- [Extrait de texte]
Deux frères ont chacun obtenu un permis de construire pour deux villas en Corse dont la moitié de l’étendue sera construite au-dessus de terrains naturels. Le directeur du service de l’urbanisme d’Ajaccio relève des irrégularités de construction et invite les frères à demander un permis de construire modificatif. Les constructions avaient néanmoins déjà été commencées en mai 2014. En septembre 2014, un agent de la commune a relevé plusieurs irrégularités de construction non conformes aux permis pour les deux villas. Après instruction, les frères ont été poursuivis et condamnés pour exécution de travaux non autorisés par un permis de construire. Soutenant notamment que deux permis modificatifs tacites ont été accordés, autorisant ainsi leurs travaux, les deux frères forment un pourvoi en cassation.
 
En premier lieu, la Cour de cassation a dû s’interroger sur le contenu et la portée de permis de construire tacite.

- [Entrées de données]
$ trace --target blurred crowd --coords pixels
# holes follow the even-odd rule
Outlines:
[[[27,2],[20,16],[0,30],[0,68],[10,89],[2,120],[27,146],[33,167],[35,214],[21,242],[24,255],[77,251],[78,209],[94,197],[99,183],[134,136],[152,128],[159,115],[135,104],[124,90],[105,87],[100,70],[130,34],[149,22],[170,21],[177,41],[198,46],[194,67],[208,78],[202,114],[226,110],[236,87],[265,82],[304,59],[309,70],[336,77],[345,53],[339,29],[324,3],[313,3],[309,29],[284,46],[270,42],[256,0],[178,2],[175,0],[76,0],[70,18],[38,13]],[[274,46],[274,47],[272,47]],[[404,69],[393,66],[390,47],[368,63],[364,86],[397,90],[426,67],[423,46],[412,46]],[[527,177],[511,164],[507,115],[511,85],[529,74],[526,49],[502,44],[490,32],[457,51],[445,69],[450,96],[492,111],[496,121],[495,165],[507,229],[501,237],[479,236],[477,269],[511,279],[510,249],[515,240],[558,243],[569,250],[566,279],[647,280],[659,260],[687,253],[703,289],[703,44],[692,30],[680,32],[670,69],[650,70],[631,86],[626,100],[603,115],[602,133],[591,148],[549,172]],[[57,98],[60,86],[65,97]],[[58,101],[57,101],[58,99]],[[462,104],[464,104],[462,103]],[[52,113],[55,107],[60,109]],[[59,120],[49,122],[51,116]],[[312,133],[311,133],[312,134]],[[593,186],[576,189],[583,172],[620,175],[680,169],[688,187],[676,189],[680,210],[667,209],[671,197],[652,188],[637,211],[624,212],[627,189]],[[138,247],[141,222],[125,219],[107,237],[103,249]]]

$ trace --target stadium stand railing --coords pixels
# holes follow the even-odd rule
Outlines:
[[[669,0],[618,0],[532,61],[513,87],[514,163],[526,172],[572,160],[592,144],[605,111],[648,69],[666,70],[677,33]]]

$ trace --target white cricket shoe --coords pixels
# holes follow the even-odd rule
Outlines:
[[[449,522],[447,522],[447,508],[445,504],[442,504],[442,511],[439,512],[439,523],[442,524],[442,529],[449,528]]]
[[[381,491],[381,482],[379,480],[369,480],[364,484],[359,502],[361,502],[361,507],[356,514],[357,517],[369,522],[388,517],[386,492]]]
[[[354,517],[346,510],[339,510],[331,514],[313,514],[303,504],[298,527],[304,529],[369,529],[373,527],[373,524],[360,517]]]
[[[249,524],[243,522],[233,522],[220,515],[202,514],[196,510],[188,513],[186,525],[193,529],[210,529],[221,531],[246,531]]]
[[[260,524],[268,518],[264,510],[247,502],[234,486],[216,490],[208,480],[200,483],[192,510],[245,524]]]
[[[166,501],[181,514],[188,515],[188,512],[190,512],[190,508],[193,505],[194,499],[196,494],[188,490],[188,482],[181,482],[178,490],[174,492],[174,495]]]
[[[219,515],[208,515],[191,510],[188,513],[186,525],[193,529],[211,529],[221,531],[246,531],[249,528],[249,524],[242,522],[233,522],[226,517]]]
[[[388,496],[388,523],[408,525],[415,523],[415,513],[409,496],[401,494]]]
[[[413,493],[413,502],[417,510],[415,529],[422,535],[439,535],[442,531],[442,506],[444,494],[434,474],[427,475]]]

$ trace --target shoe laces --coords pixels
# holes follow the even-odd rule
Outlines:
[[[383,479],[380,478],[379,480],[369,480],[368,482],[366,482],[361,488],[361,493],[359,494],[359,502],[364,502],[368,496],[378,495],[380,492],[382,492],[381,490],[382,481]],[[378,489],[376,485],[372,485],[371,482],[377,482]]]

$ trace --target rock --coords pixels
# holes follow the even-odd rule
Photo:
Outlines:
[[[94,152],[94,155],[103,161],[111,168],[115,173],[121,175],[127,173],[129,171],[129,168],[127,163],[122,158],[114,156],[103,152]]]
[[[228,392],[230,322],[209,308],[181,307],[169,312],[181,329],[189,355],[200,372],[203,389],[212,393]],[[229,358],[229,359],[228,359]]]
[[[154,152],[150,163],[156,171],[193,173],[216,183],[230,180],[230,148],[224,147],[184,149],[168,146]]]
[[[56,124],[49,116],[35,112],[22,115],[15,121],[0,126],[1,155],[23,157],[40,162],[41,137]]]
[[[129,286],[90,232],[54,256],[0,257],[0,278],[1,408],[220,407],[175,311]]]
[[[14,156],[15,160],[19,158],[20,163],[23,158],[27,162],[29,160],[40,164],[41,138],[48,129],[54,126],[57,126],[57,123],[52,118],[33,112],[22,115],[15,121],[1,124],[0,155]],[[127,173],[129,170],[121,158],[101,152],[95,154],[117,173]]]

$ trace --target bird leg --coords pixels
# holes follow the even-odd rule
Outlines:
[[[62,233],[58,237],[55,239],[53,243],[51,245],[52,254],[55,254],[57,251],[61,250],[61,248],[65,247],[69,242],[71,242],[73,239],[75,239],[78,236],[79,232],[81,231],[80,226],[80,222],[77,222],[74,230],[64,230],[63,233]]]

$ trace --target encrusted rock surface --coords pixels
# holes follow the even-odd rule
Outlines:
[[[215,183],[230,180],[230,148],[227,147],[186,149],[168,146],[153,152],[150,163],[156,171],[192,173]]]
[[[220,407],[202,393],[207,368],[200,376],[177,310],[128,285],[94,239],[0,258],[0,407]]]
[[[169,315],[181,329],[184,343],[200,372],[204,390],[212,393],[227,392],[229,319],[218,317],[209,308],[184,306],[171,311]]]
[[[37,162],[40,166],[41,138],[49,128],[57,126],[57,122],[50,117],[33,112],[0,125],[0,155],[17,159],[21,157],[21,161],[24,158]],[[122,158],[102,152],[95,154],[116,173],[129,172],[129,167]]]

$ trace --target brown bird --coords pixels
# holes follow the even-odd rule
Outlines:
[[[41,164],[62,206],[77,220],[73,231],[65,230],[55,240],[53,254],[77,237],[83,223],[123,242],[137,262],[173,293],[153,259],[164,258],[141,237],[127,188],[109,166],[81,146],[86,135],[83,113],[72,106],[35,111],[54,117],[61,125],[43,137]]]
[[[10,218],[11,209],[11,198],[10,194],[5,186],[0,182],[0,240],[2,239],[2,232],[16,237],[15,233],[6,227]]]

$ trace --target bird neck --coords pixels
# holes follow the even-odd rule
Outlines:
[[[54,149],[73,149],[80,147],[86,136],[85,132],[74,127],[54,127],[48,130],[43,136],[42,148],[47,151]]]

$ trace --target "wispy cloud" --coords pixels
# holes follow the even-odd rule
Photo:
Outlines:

- [Travail à faire]
1/ D'après le texte sur les permis de construire, quand les constructions avaient-elles déjà été commencées ?
2/ Citez, s'il vous plaît, le passage du texte sur les permis de construire allant de « Deux frères ont » jusqu'à « pourvoi en cassation. ».

- [Exercice corrigé]
1/ En mai 2014.

2/
Deux frères ont chacun obtenu un permis de construire pour deux villas en Corse dont la moitié de l’étendue sera construite au-dessus de terrains naturels. Le directeur du service de l’urbanisme d’Ajaccio relève des irrégularités de construction et invite les frères à demander un permis de construire modificatif. Les constructions avaient néanmoins déjà été commencées en mai 2014. En septembre 2014, un agent de la commune a relevé plusieurs irrégularités de construction non conformes aux permis pour les deux villas. Après instruction, les frères ont été poursuivis et condamnés pour exécution de travaux non autorisés par un permis de construire. Soutenant notamment que deux permis modificatifs tacites ont été accordés, autorisant ainsi leurs travaux, les deux frères forment un pourvoi en cassation.